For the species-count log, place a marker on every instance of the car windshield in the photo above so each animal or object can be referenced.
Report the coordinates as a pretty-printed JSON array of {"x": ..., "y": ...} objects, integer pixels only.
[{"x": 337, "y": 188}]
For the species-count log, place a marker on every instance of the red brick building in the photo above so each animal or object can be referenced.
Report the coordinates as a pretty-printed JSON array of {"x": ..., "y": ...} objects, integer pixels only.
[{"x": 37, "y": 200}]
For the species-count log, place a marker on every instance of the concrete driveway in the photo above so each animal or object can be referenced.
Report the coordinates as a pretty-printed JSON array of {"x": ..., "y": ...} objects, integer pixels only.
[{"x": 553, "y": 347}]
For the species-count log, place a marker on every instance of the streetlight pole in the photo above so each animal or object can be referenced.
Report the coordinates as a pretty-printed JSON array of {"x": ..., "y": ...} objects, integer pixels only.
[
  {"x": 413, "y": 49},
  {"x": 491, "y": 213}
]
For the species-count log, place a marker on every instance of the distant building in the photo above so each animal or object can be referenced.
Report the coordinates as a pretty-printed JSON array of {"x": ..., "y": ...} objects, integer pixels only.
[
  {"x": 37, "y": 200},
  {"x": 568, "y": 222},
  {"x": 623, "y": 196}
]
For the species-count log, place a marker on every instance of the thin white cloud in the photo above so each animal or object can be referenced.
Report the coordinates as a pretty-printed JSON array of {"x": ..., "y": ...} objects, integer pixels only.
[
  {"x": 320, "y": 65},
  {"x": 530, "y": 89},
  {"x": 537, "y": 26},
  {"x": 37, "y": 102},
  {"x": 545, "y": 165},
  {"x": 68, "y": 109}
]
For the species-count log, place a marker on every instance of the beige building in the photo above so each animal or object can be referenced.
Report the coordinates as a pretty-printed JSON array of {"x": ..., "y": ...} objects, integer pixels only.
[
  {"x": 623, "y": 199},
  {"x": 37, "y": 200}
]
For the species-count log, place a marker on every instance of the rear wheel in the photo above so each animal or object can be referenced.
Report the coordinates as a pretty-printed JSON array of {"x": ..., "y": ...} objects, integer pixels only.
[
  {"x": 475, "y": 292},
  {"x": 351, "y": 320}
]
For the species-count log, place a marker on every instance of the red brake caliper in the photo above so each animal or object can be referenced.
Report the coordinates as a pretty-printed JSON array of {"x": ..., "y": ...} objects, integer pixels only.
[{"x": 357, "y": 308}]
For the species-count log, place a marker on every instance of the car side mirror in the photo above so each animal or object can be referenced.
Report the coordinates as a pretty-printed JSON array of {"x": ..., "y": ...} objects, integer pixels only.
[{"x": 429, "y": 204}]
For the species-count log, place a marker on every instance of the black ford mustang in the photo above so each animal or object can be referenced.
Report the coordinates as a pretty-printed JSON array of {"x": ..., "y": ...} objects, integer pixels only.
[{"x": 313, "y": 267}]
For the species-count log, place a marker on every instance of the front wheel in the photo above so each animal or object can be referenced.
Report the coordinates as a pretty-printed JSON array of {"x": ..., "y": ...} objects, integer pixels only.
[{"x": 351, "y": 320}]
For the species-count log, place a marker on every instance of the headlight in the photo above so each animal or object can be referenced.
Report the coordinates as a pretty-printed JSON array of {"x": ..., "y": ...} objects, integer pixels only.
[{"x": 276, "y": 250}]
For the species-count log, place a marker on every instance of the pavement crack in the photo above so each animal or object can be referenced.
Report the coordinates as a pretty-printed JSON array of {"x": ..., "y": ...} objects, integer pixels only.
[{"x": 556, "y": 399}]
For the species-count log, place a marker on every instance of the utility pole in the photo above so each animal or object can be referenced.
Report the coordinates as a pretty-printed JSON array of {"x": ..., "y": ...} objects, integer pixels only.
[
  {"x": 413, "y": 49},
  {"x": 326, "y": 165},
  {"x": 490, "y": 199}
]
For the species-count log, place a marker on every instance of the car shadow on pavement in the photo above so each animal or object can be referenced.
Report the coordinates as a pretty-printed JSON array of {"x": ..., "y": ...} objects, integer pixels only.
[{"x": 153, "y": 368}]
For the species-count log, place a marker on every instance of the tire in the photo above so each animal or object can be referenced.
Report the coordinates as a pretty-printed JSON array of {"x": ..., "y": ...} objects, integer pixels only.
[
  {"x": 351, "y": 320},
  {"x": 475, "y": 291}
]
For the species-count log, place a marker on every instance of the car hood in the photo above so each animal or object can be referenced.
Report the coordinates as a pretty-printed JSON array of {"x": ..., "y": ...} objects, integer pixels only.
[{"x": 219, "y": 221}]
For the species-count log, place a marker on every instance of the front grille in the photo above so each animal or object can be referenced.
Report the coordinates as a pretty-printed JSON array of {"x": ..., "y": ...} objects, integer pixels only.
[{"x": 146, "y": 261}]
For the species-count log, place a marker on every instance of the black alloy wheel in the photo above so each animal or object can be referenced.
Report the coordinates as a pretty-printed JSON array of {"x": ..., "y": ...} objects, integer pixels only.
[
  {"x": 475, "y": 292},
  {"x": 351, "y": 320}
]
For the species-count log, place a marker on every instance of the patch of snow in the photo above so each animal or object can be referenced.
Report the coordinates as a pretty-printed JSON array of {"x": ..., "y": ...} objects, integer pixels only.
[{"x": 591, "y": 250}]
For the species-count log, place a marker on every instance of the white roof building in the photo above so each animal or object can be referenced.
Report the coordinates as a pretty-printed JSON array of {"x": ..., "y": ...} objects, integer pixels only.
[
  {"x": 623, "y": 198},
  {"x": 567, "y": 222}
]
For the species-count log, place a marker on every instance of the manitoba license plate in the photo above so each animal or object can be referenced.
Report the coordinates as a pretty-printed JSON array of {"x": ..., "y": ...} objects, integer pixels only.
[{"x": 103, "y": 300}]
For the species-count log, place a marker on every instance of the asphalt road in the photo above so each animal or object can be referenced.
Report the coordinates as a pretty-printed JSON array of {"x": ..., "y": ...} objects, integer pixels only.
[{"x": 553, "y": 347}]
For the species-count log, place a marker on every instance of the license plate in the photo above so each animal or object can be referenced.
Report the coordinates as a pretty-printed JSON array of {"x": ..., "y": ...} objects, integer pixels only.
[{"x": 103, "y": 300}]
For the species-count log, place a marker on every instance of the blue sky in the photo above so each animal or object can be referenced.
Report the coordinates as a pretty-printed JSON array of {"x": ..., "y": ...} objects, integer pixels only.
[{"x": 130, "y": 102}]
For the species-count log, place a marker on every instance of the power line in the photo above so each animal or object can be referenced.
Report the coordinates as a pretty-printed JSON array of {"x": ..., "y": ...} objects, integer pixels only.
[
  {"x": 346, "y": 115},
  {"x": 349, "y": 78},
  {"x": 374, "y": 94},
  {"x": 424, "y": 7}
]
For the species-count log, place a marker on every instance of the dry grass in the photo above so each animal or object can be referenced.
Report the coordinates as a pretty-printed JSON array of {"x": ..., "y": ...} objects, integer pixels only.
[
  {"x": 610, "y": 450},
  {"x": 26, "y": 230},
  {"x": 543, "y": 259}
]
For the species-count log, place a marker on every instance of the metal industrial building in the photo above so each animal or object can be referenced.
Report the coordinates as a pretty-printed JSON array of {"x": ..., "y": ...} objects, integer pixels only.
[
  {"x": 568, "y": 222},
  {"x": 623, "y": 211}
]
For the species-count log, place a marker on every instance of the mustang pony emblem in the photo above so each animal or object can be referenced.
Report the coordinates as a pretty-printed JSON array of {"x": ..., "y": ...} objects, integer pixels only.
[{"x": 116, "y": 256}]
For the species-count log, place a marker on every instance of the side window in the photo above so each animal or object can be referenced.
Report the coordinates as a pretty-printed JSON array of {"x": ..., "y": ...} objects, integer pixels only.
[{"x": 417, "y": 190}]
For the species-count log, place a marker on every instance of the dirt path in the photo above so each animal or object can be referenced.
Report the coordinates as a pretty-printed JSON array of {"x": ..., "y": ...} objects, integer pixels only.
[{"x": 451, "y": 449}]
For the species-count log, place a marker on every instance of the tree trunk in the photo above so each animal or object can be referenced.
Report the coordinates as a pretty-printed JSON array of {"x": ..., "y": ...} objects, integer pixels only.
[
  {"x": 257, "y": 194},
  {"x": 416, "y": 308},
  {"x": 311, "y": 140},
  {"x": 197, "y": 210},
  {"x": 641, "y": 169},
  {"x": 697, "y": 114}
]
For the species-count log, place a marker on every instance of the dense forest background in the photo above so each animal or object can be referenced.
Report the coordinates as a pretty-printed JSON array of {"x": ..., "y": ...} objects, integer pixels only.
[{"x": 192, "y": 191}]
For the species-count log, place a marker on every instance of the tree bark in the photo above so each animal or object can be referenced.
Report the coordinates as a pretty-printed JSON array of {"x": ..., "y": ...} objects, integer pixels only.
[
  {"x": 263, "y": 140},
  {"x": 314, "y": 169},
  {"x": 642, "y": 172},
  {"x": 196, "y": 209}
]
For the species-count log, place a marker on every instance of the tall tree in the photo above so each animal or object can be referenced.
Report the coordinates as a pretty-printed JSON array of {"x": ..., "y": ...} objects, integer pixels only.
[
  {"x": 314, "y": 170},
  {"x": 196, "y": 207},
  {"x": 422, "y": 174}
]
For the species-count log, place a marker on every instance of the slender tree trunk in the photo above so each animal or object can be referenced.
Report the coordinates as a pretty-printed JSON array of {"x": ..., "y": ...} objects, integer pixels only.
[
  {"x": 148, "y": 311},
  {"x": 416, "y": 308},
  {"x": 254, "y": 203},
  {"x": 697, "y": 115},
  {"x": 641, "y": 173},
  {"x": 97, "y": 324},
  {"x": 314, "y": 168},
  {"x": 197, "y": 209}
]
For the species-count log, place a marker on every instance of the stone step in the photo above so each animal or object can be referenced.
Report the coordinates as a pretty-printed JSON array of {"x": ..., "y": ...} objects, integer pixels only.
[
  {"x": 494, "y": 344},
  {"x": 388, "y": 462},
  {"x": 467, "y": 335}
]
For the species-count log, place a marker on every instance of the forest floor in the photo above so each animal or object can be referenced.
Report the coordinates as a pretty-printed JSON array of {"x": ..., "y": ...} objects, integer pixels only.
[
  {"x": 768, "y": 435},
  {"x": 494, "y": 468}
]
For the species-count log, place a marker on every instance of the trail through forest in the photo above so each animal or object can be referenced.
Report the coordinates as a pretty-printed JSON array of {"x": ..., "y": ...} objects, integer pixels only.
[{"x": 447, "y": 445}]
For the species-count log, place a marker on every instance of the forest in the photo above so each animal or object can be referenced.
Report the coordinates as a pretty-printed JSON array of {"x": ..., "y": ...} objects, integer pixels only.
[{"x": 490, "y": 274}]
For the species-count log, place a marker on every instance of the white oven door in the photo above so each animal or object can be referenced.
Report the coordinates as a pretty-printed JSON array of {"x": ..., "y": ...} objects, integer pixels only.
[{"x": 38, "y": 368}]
-----
Return, from the material above, each line holding the string "wheel".

■ **Output of the task**
For the species-count log, place a marker on every instance of the rear wheel in the photo above so each animal or object can be referenced.
For the species-count log, place a marker on every instance of the front wheel in the photo above so each animal or object can be referenced.
For the species-count log, place a marker on every instance of the black alloy wheel in the photo above so each animal or object can be referenced.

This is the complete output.